INSTRUCTIONS TO FOLLOW: Give back the lines of the records from the one containing "white concrete building." through the end of the records, both ends included, swapping "single dot" for "single point" and changing nothing else.

EXERCISE INPUT:
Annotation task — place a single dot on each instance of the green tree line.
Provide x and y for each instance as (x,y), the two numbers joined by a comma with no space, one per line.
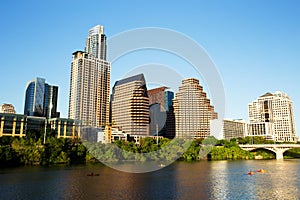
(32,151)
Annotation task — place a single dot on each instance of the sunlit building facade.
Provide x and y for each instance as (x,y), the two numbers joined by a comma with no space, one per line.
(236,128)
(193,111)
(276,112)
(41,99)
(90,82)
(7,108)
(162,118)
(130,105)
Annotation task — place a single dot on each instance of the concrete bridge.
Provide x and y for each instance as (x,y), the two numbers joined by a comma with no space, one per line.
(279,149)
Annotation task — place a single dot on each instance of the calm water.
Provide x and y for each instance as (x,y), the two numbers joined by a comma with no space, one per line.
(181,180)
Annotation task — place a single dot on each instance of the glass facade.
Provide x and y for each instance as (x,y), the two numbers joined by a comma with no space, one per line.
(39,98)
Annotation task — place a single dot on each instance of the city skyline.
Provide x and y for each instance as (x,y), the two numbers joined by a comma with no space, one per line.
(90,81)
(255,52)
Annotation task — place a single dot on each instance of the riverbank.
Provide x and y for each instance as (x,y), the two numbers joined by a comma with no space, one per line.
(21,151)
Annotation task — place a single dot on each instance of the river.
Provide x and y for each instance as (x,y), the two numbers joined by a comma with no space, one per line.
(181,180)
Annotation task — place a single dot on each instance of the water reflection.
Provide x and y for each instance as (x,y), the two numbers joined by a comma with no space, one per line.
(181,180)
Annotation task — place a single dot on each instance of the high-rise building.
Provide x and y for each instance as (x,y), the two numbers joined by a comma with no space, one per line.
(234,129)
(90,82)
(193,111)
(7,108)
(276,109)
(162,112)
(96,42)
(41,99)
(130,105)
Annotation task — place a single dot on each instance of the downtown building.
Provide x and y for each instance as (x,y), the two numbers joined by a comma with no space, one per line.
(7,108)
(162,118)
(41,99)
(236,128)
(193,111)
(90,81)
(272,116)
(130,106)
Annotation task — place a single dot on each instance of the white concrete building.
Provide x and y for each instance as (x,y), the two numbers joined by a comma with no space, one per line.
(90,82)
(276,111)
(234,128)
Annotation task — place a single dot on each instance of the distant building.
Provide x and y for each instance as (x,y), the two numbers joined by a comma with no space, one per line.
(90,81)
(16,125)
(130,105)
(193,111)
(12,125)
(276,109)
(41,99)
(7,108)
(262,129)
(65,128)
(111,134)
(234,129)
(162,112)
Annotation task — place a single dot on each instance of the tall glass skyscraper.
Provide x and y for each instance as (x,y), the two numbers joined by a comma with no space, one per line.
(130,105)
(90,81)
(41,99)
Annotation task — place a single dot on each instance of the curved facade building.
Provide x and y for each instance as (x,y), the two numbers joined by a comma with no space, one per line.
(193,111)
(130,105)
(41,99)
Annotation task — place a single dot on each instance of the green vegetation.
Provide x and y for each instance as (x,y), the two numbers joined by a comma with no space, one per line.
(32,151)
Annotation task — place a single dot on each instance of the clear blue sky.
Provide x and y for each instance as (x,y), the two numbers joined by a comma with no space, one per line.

RESPONSE TO THE EXERCISE:
Annotation task — place a single point on each instance of the white concrete building.
Provide x and y for each instance as (x,y), the two numbers joined by a comma with no space, one per line.
(90,82)
(276,111)
(234,128)
Annotation task — place a single point on each instance of the distant building.
Provide x and y for each instance as (x,y), the two numbers joined by a comma with no space, one per line.
(90,81)
(16,125)
(130,105)
(193,111)
(12,125)
(276,109)
(41,99)
(7,108)
(262,129)
(65,128)
(111,134)
(234,129)
(162,112)
Annotation task — place a single point on each instance of the tall glass skyscraper.
Provide x and y for each instance as (x,y), the two numbers joined by a comma with no space, one per line.
(130,105)
(90,81)
(41,99)
Annotation task — place a single point on each instance of the curved facade building.
Provide x and y for each instance as (x,y), the two numbers joined by a comma with no space, one per line.
(193,111)
(130,105)
(41,99)
Annotation task — place a single point on each instance of the green vegetation.
Provide x and y for each instance as (x,y), the two numbers joined by a comma with no space, one per line.
(32,151)
Annotation task — place a single point on each instance of the clear blue sky.
Provide x and y for each instance as (x,y), the two numbers joined by a comma with no space, one per line.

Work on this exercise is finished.